[Referring expression data]
::::

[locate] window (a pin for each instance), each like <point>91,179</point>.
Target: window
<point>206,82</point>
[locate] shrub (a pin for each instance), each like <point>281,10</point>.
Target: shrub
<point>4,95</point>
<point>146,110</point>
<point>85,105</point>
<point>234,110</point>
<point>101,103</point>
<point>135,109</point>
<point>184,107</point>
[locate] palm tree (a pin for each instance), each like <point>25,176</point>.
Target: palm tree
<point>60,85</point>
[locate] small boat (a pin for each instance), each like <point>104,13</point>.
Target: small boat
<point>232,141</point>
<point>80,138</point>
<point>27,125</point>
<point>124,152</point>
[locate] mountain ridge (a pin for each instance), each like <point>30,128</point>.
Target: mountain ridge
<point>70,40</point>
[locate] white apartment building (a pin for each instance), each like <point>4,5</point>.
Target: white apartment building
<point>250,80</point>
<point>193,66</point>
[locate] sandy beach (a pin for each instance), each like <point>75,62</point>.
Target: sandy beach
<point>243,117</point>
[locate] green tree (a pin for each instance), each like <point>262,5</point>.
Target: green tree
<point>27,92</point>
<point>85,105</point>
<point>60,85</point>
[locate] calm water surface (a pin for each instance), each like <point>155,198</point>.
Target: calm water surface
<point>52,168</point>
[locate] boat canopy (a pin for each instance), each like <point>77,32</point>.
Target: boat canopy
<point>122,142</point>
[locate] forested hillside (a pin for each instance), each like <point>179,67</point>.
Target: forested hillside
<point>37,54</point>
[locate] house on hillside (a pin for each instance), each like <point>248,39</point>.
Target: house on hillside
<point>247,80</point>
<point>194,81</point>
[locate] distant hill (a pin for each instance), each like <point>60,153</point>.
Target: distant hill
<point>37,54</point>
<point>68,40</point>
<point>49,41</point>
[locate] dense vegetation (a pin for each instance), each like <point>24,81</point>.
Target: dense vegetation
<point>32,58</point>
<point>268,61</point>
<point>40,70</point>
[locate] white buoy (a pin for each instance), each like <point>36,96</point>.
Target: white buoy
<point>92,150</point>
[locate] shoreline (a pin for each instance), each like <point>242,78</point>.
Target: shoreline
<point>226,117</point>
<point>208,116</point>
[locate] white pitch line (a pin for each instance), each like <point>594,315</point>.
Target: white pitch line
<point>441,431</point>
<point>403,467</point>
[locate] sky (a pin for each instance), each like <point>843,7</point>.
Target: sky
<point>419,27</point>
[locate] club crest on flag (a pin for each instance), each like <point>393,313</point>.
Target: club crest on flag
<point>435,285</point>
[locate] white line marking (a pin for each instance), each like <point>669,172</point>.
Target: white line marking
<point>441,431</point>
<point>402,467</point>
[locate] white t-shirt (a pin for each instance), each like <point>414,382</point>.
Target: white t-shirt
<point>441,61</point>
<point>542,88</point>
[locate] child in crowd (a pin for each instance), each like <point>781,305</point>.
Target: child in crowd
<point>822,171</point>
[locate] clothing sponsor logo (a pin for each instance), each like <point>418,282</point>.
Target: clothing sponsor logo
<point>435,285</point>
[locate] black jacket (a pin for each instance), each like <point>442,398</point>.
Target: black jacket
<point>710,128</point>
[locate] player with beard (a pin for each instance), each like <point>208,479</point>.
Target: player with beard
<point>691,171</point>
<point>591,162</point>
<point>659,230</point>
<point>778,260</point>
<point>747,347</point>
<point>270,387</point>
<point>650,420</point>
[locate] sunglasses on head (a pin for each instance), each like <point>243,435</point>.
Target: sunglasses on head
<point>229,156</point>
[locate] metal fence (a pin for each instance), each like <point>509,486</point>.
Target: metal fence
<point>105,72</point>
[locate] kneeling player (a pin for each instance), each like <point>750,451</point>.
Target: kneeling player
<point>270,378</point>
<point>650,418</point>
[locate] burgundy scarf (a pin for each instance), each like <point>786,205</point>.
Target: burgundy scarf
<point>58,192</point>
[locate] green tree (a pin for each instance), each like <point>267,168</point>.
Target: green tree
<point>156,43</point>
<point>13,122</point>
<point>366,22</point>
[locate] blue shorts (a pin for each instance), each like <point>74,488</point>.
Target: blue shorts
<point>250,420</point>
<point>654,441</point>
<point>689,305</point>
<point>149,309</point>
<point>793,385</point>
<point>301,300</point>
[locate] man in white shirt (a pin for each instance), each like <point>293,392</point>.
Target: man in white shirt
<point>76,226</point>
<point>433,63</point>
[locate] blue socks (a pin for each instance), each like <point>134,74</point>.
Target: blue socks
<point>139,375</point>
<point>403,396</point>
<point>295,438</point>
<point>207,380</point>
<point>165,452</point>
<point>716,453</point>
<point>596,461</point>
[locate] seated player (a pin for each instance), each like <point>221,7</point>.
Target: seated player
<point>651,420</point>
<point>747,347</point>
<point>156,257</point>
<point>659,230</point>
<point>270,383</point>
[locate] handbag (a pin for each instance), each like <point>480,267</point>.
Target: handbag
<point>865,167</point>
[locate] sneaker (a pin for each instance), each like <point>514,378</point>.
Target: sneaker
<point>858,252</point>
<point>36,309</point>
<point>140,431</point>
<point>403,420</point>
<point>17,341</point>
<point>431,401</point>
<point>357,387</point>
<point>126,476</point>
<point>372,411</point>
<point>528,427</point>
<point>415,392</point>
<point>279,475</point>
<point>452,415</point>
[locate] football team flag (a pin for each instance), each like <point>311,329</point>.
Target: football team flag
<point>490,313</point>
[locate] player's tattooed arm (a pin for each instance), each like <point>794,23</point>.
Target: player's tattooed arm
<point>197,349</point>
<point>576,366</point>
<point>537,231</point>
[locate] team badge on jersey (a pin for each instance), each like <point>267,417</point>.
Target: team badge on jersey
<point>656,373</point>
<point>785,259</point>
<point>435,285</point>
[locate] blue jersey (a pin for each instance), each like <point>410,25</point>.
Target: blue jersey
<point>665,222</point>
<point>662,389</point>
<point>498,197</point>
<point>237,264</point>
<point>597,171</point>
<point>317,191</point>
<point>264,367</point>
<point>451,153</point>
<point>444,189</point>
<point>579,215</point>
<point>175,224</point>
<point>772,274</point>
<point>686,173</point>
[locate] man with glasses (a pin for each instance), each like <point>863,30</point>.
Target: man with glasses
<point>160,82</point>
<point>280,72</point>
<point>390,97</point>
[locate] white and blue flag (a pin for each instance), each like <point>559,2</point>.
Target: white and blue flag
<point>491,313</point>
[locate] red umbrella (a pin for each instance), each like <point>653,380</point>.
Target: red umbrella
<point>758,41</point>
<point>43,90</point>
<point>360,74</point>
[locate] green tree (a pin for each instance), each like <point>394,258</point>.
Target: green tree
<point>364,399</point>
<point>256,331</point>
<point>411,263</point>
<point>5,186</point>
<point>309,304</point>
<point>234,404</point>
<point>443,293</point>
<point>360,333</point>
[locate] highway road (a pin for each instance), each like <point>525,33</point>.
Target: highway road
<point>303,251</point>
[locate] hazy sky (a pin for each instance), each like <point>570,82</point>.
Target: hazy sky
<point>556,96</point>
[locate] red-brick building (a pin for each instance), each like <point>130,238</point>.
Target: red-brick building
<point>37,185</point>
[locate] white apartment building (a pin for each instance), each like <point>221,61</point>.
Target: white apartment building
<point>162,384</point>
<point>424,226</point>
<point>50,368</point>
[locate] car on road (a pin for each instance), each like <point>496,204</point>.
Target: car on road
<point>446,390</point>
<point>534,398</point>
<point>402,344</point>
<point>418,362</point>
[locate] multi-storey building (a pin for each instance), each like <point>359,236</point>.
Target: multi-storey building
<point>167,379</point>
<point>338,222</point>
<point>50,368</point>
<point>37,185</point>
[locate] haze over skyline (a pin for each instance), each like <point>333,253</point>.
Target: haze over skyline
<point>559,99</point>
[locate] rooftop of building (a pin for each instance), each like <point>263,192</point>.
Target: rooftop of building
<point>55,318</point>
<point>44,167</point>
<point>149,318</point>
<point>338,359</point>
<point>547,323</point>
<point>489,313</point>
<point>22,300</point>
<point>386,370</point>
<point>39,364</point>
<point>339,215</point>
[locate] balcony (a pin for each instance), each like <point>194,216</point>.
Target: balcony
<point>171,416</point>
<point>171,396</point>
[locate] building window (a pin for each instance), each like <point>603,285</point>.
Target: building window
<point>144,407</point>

::::

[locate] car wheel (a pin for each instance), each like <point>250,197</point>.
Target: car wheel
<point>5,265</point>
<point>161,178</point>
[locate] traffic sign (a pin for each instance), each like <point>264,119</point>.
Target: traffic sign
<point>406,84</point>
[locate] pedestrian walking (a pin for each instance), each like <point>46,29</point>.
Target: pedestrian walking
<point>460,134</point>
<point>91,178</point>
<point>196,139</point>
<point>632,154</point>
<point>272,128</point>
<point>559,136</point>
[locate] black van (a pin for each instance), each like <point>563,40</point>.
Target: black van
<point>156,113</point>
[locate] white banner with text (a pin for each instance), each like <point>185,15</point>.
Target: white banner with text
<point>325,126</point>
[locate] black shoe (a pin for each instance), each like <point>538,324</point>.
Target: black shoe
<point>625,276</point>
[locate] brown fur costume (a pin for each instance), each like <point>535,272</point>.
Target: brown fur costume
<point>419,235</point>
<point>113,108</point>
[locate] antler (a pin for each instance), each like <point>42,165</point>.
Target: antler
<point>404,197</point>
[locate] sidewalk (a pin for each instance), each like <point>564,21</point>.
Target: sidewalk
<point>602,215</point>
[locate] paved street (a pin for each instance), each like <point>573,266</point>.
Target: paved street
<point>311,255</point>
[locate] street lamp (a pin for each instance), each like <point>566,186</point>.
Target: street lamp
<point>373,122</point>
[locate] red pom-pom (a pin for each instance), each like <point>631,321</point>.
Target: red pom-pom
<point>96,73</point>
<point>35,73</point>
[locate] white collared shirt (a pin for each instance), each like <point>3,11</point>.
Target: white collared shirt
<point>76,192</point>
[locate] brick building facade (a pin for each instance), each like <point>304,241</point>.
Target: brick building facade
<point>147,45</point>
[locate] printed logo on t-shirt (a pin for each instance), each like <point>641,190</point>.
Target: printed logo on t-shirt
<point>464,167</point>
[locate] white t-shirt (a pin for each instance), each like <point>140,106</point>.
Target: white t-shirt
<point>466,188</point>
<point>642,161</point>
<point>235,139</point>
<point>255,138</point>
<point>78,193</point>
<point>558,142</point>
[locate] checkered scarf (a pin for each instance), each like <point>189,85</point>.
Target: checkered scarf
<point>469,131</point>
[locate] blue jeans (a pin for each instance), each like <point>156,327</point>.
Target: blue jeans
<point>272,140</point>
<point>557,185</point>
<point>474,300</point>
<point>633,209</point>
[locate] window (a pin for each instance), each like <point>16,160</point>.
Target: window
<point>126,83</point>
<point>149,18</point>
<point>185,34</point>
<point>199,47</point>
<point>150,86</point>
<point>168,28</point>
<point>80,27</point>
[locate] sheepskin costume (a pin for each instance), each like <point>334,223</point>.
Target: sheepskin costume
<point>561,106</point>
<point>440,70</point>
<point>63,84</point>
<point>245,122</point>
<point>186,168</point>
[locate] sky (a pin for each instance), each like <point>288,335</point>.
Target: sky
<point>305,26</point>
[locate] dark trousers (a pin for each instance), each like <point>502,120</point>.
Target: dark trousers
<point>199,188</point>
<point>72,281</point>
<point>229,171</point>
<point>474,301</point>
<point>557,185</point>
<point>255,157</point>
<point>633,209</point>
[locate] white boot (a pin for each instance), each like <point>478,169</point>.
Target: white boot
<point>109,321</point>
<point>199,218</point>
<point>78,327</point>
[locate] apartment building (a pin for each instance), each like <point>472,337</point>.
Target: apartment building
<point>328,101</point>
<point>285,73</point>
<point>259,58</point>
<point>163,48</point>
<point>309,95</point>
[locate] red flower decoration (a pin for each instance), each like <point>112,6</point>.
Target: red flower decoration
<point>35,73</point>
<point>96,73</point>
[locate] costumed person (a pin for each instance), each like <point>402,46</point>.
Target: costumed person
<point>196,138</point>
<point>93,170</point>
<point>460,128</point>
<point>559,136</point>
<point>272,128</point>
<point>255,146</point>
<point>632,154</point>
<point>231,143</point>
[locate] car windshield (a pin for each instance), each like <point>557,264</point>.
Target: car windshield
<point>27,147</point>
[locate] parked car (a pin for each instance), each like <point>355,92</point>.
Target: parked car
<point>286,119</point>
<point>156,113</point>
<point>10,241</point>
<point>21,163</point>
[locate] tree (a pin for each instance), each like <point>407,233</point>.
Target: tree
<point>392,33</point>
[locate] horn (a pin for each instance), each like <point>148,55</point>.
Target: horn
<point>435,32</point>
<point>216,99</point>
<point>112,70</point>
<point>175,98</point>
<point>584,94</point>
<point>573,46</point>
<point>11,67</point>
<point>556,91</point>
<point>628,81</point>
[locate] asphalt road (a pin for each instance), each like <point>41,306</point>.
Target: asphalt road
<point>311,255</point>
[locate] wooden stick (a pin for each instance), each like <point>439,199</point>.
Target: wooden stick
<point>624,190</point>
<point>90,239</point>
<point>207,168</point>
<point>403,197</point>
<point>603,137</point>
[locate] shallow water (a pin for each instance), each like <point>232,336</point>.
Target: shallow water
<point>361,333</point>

::::

The entries above hold a line with "Target: club crest on flag" and a later line with "[locate] player with". Write out exactly those lines and all lines between, nothing more.

## [RESPONSE]
Target: club crest on flag
<point>435,285</point>
[locate] white line marking (a pin for each instance), each like <point>669,172</point>.
Target: white line marking
<point>441,431</point>
<point>402,467</point>
[locate] white t-shirt (a pin for each instance), each like <point>414,382</point>.
Target: white t-shirt
<point>441,61</point>
<point>542,88</point>
[locate] child in crowd (a pin for each instance), each like <point>781,305</point>.
Target: child in crowd
<point>822,171</point>
[locate] clothing sponsor logo (a pin for each instance), each like <point>418,282</point>.
Target: clothing sponsor logo
<point>435,285</point>
[locate] black jacket (a pin for each instance), each like <point>442,398</point>.
Target: black jacket
<point>710,128</point>
[locate] player with beard (a pin for each instance), each like <point>208,479</point>.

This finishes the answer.